Exercise aim: The answer must consist of every line from the data that holds "cloud".

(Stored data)
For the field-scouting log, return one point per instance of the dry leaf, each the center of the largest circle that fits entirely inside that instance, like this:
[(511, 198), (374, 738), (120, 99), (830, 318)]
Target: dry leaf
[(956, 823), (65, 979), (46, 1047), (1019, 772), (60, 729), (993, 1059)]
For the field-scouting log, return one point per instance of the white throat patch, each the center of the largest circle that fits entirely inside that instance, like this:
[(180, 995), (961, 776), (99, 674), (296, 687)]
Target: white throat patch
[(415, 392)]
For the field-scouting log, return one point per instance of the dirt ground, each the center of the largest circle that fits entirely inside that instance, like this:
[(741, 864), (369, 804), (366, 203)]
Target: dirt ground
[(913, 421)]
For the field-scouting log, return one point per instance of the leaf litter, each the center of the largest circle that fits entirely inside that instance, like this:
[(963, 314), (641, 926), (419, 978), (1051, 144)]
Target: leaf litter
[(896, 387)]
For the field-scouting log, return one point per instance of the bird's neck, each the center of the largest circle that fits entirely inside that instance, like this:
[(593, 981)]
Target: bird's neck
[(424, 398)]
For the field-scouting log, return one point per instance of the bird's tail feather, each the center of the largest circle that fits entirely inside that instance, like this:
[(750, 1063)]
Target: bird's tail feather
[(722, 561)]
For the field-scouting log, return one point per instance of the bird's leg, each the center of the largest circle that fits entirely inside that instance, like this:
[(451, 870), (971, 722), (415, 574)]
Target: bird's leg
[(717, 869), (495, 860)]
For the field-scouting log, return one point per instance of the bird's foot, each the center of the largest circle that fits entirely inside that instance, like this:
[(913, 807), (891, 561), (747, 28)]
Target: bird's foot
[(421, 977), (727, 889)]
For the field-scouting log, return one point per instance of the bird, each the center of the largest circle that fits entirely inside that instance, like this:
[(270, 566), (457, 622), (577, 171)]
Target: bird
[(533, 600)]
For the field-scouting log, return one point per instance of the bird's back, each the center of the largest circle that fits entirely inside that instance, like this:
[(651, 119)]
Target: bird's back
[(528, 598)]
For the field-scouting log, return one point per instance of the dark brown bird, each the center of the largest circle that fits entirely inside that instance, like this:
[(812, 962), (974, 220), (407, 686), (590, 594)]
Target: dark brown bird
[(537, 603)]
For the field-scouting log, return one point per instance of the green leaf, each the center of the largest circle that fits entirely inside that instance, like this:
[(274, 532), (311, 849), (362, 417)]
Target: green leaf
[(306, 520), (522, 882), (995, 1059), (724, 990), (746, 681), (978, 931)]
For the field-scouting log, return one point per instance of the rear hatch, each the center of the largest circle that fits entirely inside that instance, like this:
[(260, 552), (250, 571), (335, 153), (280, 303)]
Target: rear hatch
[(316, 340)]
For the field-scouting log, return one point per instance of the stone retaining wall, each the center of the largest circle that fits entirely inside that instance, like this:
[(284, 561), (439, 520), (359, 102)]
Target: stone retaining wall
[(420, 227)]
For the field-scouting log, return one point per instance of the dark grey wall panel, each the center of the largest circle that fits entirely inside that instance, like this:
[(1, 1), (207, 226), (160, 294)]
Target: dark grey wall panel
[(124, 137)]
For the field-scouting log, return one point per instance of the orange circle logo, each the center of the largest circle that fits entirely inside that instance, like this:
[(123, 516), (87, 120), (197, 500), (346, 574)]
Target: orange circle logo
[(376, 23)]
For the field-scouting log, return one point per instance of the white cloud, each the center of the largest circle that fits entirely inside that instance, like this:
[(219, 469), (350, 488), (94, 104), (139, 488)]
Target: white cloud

Solution:
For the field-scouting log, return one point per instance of the white cloud, each the center of the largest circle that fits entirely inside that instance, like this:
Target: white cloud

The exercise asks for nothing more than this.